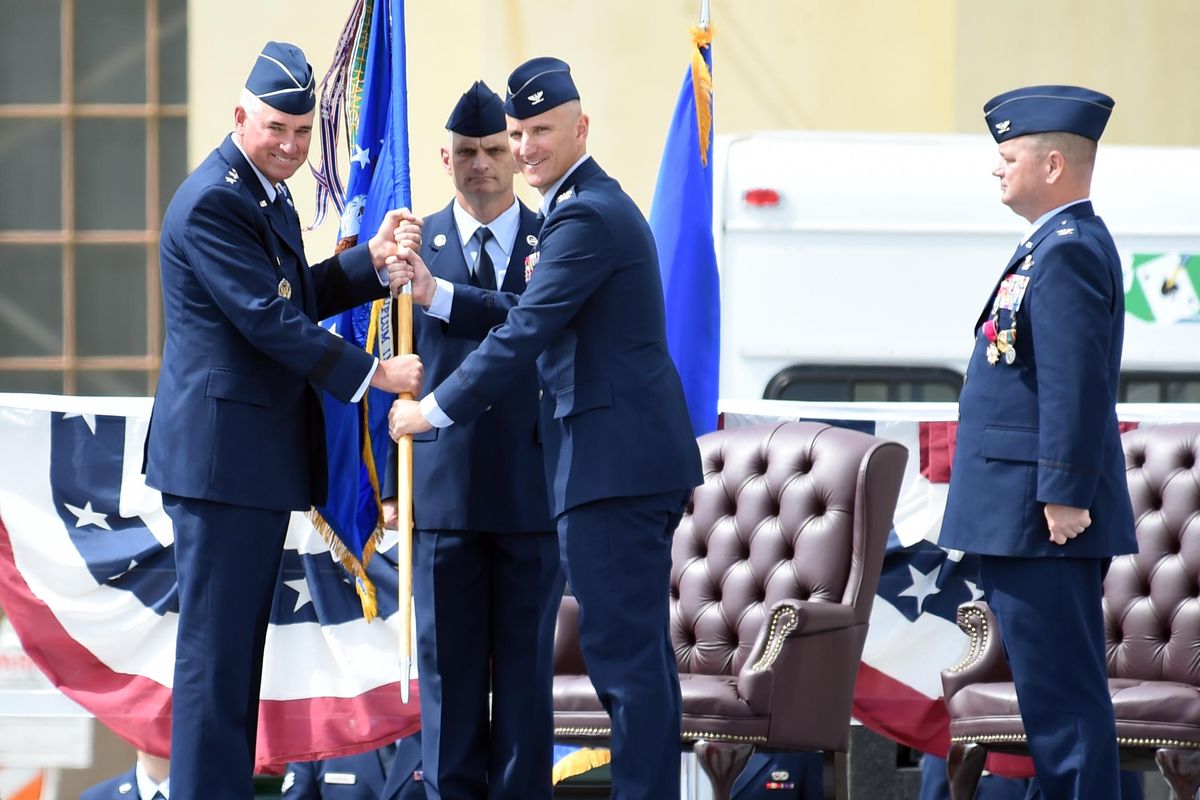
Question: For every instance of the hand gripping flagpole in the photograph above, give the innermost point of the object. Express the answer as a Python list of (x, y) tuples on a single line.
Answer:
[(405, 503), (403, 347)]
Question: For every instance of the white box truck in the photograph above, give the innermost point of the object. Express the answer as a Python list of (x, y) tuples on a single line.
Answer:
[(853, 265)]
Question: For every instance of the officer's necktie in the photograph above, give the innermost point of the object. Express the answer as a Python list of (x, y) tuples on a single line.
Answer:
[(484, 275), (387, 757)]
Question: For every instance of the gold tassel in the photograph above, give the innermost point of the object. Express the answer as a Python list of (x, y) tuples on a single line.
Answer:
[(363, 584), (702, 86)]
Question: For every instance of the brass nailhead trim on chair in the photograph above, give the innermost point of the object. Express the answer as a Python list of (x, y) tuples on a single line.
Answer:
[(978, 641), (1013, 738), (687, 735), (695, 735), (781, 625)]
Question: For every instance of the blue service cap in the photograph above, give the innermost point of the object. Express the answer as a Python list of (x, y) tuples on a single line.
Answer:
[(478, 113), (1044, 109), (282, 78), (539, 85)]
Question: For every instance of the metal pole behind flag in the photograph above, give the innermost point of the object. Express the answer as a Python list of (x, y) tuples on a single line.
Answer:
[(403, 347)]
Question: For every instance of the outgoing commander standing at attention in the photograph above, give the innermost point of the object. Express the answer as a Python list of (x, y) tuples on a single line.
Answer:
[(237, 439), (1038, 444), (619, 456)]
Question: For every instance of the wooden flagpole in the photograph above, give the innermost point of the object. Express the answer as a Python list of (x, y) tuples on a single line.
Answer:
[(405, 503)]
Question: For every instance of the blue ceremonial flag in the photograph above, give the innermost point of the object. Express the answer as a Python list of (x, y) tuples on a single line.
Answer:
[(357, 434), (682, 220)]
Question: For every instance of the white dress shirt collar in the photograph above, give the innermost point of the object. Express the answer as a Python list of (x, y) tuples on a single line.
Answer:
[(147, 787), (504, 227), (267, 185), (1045, 217)]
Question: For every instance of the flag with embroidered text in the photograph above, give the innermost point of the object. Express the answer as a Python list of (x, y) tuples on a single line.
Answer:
[(355, 433)]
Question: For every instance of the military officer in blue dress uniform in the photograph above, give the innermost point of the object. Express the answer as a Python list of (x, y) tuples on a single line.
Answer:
[(619, 459), (390, 773), (237, 439), (486, 577), (1038, 486), (149, 779)]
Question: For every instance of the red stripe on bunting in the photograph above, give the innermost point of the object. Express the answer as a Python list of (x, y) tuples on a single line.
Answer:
[(903, 714), (937, 450)]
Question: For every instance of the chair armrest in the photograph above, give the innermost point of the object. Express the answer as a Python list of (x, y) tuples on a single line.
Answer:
[(568, 653), (984, 661), (785, 645)]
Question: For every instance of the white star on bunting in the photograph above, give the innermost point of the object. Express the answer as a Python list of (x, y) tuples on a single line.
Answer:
[(85, 516), (923, 584), (304, 595)]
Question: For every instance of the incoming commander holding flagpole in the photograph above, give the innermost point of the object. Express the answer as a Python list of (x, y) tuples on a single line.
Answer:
[(619, 456)]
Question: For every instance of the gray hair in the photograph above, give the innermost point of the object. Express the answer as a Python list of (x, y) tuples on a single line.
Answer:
[(1075, 149), (251, 102)]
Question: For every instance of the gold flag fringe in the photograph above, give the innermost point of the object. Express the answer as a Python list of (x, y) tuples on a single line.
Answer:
[(580, 762), (363, 584), (702, 86)]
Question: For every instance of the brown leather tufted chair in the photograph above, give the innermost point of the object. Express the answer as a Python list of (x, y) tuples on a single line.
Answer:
[(1152, 620), (774, 569)]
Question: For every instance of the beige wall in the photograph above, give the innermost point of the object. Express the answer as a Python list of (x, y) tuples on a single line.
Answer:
[(870, 65)]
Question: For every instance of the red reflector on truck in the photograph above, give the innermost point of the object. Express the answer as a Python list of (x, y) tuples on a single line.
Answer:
[(761, 198)]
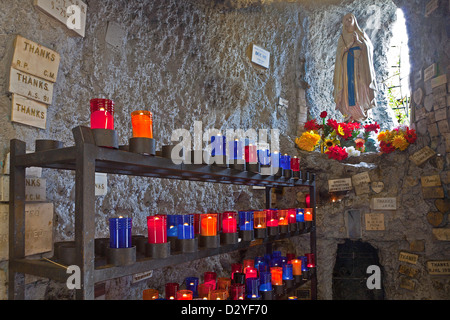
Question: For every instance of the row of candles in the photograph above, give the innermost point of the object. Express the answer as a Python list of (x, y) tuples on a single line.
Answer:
[(102, 117), (254, 279), (188, 226)]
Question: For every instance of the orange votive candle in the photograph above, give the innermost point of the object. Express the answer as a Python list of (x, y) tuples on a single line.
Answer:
[(308, 214), (142, 122), (296, 267), (277, 276), (208, 224), (259, 218), (150, 294), (218, 294), (283, 217), (184, 295)]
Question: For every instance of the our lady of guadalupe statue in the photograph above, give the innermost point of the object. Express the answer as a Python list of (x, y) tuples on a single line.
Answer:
[(354, 76)]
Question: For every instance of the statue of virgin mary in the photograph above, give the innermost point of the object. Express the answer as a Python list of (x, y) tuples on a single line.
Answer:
[(354, 76)]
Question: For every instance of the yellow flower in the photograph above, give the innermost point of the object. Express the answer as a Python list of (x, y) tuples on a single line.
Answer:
[(307, 141), (400, 142)]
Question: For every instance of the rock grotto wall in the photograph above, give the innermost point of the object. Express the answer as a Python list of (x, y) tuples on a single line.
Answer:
[(186, 61)]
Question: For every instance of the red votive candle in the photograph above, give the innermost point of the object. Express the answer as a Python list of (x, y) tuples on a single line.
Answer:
[(210, 278), (295, 164), (208, 224), (229, 222), (171, 290), (277, 276), (102, 114), (157, 228), (308, 214), (185, 295), (283, 217), (237, 291), (272, 218), (204, 290)]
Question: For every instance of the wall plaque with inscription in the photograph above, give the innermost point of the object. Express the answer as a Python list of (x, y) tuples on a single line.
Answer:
[(30, 86), (34, 59), (29, 112)]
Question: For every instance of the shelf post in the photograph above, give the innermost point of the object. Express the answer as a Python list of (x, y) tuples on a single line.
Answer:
[(16, 284), (85, 211)]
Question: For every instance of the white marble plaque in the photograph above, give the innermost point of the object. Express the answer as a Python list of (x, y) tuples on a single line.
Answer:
[(30, 86), (74, 20), (34, 59), (29, 112)]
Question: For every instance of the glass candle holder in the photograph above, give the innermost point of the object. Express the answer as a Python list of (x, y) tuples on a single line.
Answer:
[(208, 224), (277, 276), (120, 232), (185, 228), (310, 260), (157, 229), (150, 294), (259, 218), (265, 279), (142, 123), (252, 288), (272, 218), (246, 220), (235, 268), (218, 294), (229, 222), (251, 272), (251, 155), (295, 164), (204, 290), (237, 291), (292, 215), (308, 214), (218, 145), (236, 150), (172, 225), (287, 271), (304, 260), (300, 215), (102, 114), (192, 285), (210, 277), (171, 290), (296, 267), (185, 295), (283, 217), (285, 162)]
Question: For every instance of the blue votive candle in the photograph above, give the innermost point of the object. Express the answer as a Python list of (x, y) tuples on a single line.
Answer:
[(245, 220), (265, 279), (252, 287), (300, 216), (172, 225), (120, 233), (185, 227), (192, 284)]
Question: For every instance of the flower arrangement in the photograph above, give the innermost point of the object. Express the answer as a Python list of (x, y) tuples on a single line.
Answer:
[(340, 140)]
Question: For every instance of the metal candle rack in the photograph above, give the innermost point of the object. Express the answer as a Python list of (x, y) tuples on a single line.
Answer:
[(86, 158)]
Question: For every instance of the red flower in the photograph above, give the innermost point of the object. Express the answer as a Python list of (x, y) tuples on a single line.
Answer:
[(372, 127), (410, 135), (337, 153), (312, 125), (386, 147)]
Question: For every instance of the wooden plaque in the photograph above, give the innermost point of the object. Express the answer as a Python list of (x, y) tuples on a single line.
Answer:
[(30, 86), (29, 112), (34, 59), (439, 267)]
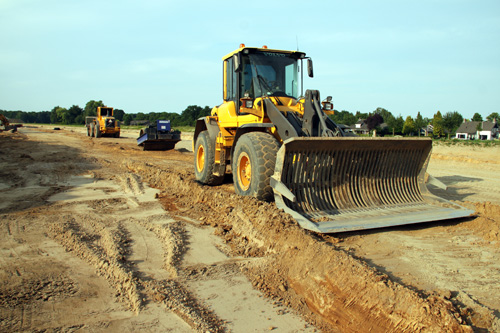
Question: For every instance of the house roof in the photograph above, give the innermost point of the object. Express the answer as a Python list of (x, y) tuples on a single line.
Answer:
[(470, 127)]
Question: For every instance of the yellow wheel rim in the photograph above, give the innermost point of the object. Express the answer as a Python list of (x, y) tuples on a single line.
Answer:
[(244, 171), (200, 158)]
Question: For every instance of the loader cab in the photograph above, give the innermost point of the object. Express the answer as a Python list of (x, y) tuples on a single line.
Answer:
[(250, 73), (105, 111)]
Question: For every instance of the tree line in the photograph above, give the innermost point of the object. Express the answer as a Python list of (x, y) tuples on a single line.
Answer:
[(384, 122), (381, 120), (76, 115)]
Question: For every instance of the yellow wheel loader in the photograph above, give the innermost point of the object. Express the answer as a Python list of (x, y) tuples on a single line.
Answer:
[(281, 145), (103, 124)]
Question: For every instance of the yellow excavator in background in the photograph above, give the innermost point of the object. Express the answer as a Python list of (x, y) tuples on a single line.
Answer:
[(5, 122), (281, 145)]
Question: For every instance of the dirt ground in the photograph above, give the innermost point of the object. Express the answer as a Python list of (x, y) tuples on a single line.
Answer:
[(99, 235)]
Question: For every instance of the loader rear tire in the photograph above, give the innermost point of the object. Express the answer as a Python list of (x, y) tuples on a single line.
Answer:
[(254, 160), (204, 158)]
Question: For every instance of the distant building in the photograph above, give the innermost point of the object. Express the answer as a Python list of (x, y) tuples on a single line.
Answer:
[(478, 130), (360, 127)]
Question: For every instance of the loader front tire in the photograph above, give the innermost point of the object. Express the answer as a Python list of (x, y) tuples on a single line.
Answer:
[(254, 160), (204, 158)]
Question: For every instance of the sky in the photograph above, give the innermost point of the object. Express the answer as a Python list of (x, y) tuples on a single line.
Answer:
[(162, 55)]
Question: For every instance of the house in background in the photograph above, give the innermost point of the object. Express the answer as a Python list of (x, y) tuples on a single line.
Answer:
[(360, 127), (478, 130)]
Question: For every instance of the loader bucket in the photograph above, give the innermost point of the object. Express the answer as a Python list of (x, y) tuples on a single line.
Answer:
[(350, 183)]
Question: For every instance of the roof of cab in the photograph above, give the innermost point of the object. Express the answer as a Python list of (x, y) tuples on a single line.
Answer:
[(260, 49)]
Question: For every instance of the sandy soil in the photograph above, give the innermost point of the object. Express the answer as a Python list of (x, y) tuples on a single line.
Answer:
[(99, 235)]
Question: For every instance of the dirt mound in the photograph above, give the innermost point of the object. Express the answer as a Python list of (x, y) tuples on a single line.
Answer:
[(303, 271)]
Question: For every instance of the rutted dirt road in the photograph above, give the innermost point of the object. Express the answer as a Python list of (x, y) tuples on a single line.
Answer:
[(100, 235)]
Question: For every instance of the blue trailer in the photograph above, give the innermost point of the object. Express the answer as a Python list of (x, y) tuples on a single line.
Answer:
[(158, 136)]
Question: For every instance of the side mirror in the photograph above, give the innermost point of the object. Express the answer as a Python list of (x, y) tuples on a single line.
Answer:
[(237, 62), (309, 68)]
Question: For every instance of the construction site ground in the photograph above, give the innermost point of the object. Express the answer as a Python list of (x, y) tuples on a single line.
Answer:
[(99, 235)]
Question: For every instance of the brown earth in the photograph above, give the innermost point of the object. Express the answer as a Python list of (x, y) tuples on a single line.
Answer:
[(100, 235)]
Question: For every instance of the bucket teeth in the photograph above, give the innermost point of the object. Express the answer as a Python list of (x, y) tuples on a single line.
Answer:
[(342, 184)]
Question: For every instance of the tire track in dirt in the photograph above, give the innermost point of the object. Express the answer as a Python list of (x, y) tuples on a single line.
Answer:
[(352, 295)]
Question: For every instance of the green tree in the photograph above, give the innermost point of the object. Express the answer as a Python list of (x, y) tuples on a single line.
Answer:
[(493, 116), (420, 123), (360, 115), (396, 124), (477, 117), (118, 114), (91, 108), (127, 118), (74, 115), (409, 126), (344, 117), (437, 123), (57, 115), (452, 121)]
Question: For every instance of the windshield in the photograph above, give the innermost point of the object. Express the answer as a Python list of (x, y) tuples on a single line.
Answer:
[(269, 74)]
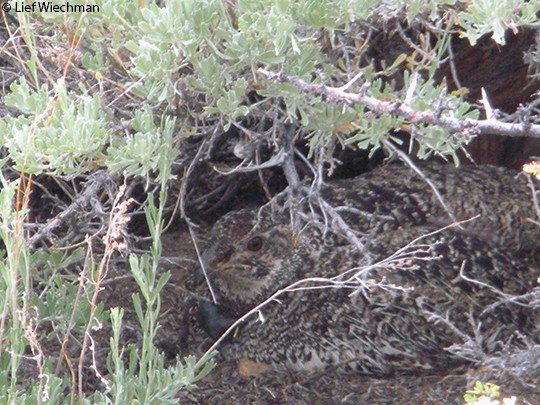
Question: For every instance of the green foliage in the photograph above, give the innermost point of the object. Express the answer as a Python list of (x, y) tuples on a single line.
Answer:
[(173, 68), (484, 16), (60, 133), (480, 391)]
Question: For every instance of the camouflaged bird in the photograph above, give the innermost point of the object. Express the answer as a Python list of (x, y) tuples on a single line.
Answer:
[(401, 312)]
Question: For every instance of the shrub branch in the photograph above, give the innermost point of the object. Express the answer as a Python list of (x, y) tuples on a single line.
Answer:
[(399, 108)]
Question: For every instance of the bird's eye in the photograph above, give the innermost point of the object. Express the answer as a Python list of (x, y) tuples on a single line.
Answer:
[(255, 244)]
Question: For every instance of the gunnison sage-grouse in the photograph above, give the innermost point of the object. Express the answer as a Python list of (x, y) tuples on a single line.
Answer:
[(374, 302)]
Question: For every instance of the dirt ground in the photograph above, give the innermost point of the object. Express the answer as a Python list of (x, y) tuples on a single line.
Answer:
[(225, 385)]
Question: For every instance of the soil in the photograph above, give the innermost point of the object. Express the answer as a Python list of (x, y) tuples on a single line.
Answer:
[(225, 384)]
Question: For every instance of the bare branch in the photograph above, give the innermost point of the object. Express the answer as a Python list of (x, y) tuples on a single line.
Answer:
[(398, 108)]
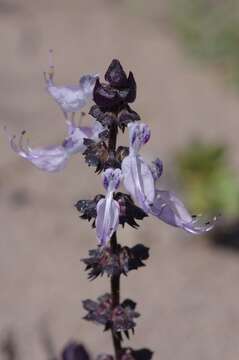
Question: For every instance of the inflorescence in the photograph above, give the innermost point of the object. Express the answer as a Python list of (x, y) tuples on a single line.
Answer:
[(111, 112)]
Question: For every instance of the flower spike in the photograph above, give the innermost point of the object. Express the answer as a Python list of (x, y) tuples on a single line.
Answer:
[(108, 209)]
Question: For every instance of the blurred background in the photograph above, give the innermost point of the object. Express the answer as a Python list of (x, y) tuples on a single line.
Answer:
[(185, 57)]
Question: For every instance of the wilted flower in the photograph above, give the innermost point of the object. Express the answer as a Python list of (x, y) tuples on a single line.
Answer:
[(54, 158), (70, 98), (108, 209)]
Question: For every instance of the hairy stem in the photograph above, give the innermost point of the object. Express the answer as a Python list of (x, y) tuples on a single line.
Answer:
[(115, 293), (115, 279)]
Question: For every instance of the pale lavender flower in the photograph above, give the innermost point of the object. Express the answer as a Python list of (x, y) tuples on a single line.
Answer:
[(168, 208), (70, 98), (54, 158), (137, 175), (140, 179), (108, 209)]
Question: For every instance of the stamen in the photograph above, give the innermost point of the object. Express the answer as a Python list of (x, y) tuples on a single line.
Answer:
[(51, 65)]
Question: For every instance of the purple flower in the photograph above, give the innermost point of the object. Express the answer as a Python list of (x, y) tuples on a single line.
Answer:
[(168, 208), (137, 175), (139, 180), (54, 158), (70, 98), (108, 209)]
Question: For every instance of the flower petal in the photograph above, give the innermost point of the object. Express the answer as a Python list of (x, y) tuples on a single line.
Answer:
[(107, 219), (51, 158), (139, 134), (168, 208), (138, 180), (73, 98)]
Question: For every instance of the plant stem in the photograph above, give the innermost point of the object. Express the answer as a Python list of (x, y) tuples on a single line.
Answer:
[(115, 279), (115, 294)]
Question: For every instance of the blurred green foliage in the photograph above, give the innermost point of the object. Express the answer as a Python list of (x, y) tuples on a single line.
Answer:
[(209, 183), (210, 30)]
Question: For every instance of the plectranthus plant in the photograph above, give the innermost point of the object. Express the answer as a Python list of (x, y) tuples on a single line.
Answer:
[(119, 167)]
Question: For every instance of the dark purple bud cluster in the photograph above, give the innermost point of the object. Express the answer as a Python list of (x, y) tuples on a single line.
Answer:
[(104, 261), (128, 210), (112, 98), (75, 351), (97, 154), (119, 319)]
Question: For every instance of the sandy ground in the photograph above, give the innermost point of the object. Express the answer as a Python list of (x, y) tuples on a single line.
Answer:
[(188, 293)]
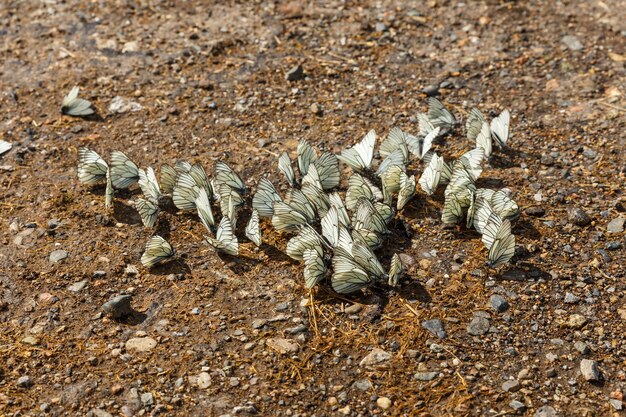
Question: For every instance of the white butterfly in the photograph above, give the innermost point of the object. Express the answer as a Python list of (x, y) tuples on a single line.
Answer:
[(157, 250), (91, 167), (500, 128), (253, 230), (439, 115), (225, 175), (124, 172), (149, 185), (225, 240), (203, 205), (395, 270), (359, 157), (148, 211), (74, 106), (264, 198), (5, 146)]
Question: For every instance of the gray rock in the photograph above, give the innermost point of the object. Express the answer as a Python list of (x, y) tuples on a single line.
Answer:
[(616, 225), (578, 216), (546, 411), (295, 74), (118, 307), (24, 381), (435, 326), (57, 255), (478, 326), (589, 369), (572, 42), (498, 303), (511, 385), (425, 376)]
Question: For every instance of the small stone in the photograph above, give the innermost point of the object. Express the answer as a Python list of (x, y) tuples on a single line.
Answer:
[(24, 381), (589, 369), (383, 403), (546, 411), (57, 255), (578, 216), (282, 346), (478, 326), (616, 225), (511, 385), (572, 42), (118, 307), (294, 74), (141, 344), (582, 347), (498, 303), (425, 376), (435, 326)]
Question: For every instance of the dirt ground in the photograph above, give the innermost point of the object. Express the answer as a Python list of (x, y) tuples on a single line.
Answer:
[(242, 336)]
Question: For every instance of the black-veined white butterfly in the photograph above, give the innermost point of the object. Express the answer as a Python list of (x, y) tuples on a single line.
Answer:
[(157, 250), (124, 172), (264, 198), (395, 270), (74, 106), (359, 157), (225, 175), (253, 229), (149, 185), (148, 211), (500, 128), (439, 115), (91, 167), (225, 240), (203, 205)]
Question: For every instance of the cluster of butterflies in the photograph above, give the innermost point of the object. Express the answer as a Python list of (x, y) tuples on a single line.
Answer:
[(331, 230)]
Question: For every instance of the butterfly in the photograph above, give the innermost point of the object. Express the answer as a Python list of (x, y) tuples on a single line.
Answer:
[(124, 172), (395, 270), (253, 230), (225, 175), (157, 250), (149, 185), (203, 206), (439, 115), (148, 211), (225, 240), (264, 198), (74, 106), (359, 157), (500, 128), (5, 146), (91, 167)]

━━━━━━━━━━━━━━━━━━━━

= Action item =
Check each line of the listing above for the string "green", then please give the number of lines where it appears and nothing else.

= Response below =
3